- [Short problem A]: Reproduce the forum thread below about a SIGFPE runtime error in full, word for word.
====== Text block ======
Well~I got runtime error for thie questions so many times.
It always tell SIGFPE.But I even don't understand well about this.
Could anybody help me to fix the wrong???
[c]#include <stdio.h>
#include <stdlib.h>
#include <math.h>
int main(void)
{
int j,a[12]={0},k,ans_a,ans_b,all,i,all_1,co=0;
char ch[0];
scanf("%d",&j);
while(j!=-1)
{
co++;
k=0;ans_a=0;ans_b=1;all=0;all_1=1;
scanf("%c",&ch);
scanf("%c",&ch);
scanf("%c",&ch);
scanf("%c",&ch);
while(ch[0]!=10)
{
k++;
a[k]=atoi(ch);
all=all*10+a[k];
scanf("%c",&ch);
}
k=k-j;
for(i=1;i<=j+k;i++)
{
if(i<=k)
{
ans_a=ans_a*10+a;
ans_b=ans_b*10;
}
all_1=all_1*10;
}
if(j!=0)
{
ans_b=all_1-ans_b;
ans_a=all-ans_a;
}
else
{ans_a=all;}
all=ans_a;
all_1=ans_b;
while(i!=0)
{
i=all_1%all;
all_1=all;
all=i;
}
printf("Case %lu: ",co);
printf("%lu/%lu\n",ans_a/all_1,ans_b/all_1);
scanf("%d",&j);
}
return 0;
}[/c]

jagadish
Learning poster
Posts: 90
Joined: Mon Feb 16, 2004 8:53 pm
Location: Bangalore INDIA
SIGFPE is caused by divide by zero error probably all_1 is zero from some input
printf("%lu/%lu\n",ans_a/all_1,ans_b/all_1);
if u can think of it .. u can do it in software.

someone1985
New poster
Posts: 2
Joined: Mon Jan 03, 2005 9:00 pm
I got exactly the same as the output of the test cases above but I still get wrong answer for this problem. Anyone can give me some critical test cases for this problem, thanks you!
======
- [Short problem B]: How many lines in the rows below contain the word "dark"? Reply with the number alone.
====== Exercise input ======
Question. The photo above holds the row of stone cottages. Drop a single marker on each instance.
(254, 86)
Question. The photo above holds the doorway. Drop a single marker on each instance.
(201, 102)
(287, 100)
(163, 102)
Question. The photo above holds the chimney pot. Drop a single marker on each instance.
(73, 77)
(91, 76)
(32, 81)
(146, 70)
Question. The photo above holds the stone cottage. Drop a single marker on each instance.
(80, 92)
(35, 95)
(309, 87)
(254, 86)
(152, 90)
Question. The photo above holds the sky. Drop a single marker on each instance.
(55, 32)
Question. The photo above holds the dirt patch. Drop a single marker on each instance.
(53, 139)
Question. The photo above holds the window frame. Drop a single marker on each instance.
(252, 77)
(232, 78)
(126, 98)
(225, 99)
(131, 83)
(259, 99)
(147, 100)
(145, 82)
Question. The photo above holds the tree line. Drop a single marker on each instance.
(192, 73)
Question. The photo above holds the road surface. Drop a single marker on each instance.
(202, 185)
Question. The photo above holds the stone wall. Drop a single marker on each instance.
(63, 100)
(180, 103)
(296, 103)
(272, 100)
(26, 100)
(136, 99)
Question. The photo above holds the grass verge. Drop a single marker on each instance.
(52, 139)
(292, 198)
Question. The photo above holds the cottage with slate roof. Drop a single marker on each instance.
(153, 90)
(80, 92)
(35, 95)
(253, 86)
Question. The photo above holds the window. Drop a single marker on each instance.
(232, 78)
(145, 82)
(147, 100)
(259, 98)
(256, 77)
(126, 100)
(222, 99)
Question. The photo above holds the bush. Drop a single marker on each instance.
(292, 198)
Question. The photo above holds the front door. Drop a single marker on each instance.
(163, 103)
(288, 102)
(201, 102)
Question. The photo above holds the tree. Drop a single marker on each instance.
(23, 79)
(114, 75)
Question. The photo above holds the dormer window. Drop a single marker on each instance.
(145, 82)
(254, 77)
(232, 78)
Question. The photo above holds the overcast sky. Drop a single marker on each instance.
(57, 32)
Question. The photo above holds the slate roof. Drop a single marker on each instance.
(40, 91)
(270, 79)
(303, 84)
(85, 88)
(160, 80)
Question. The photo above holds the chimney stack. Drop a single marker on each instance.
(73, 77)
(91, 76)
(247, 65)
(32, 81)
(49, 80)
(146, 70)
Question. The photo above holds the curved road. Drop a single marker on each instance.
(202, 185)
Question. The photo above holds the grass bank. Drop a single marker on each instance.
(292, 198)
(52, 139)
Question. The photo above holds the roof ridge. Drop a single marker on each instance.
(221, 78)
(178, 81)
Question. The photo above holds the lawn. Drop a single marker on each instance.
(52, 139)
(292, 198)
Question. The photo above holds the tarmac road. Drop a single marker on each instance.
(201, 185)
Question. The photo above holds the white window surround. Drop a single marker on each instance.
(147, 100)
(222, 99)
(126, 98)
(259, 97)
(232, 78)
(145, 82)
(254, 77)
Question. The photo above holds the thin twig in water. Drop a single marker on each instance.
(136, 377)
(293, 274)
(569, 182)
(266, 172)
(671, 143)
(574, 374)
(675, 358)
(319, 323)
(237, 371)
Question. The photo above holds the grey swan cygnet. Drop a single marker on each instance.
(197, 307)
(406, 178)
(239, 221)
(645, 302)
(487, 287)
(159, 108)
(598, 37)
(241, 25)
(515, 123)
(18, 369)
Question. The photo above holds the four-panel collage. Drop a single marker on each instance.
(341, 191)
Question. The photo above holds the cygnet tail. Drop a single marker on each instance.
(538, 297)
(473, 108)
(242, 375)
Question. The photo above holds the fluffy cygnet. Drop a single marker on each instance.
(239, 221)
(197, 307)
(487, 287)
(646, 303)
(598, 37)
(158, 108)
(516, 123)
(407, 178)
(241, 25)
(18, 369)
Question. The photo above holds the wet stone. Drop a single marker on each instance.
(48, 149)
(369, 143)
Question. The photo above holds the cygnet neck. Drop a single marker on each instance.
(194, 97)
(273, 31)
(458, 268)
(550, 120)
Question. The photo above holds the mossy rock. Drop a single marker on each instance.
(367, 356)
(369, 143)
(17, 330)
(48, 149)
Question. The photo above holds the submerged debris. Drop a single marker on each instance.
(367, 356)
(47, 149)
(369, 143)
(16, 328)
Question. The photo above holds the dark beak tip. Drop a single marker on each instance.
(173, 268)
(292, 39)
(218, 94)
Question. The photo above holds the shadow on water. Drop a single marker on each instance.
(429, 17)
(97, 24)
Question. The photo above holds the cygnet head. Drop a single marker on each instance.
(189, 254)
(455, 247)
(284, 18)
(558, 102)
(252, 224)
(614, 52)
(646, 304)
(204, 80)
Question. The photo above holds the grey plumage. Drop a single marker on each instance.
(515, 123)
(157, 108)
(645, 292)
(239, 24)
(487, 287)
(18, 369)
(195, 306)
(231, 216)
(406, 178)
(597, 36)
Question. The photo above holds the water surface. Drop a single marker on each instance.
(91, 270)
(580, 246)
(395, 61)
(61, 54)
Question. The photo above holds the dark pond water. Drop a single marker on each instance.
======
- [Written answer A]:
Well~I got runtime error for thie questions so many times.
It always tell SIGFPE.But I even don't understand well about this.
Could anybody help me to fix the wrong???
[c]#include <stdio.h>
#include <stdlib.h>
#include <math.h>
int main(void)
{
int j,a[12]={0},k,ans_a,ans_b,all,i,all_1,co=0;
char ch[0];
scanf("%d",&j);
while(j!=-1)
{
co++;
k=0;ans_a=0;ans_b=1;all=0;all_1=1;
scanf("%c",&ch);
scanf("%c",&ch);
scanf("%c",&ch);
scanf("%c",&ch);
while(ch[0]!=10)
{
k++;
a[k]=atoi(ch);
all=all*10+a[k];
scanf("%c",&ch);
}
k=k-j;
for(i=1;i<=j+k;i++)
{
if(i<=k)
{
ans_a=ans_a*10+a;
ans_b=ans_b*10;
}
all_1=all_1*10;
}
if(j!=0)
{
ans_b=all_1-ans_b;
ans_a=all-ans_a;
}
else
{ans_a=all;}
all=ans_a;
all_1=ans_b;
while(i!=0)
{
i=all_1%all;
all_1=all;
all=i;
}
printf("Case %lu: ",co);
printf("%lu/%lu\n",ans_a/all_1,ans_b/all_1);
scanf("%d",&j);
}
return 0;
}[/c]

jagadish
Learning poster
Posts: 90
Joined: Mon Feb 16, 2004 8:53 pm
Location: Bangalore INDIA
SIGFPE is caused by divide by zero error probably all_1 is zero from some input
printf("%lu/%lu\n",ans_a/all_1,ans_b/all_1);
if u can think of it .. u can do it in software.

someone1985
New poster
Posts: 2
Joined: Mon Jan 03, 2005 9:00 pm
I got exactly the same as the output of the test cases above but I still get wrong answer for this problem. Anyone can give me some critical test cases for this problem, thanks you!

- [Written answer B]: 2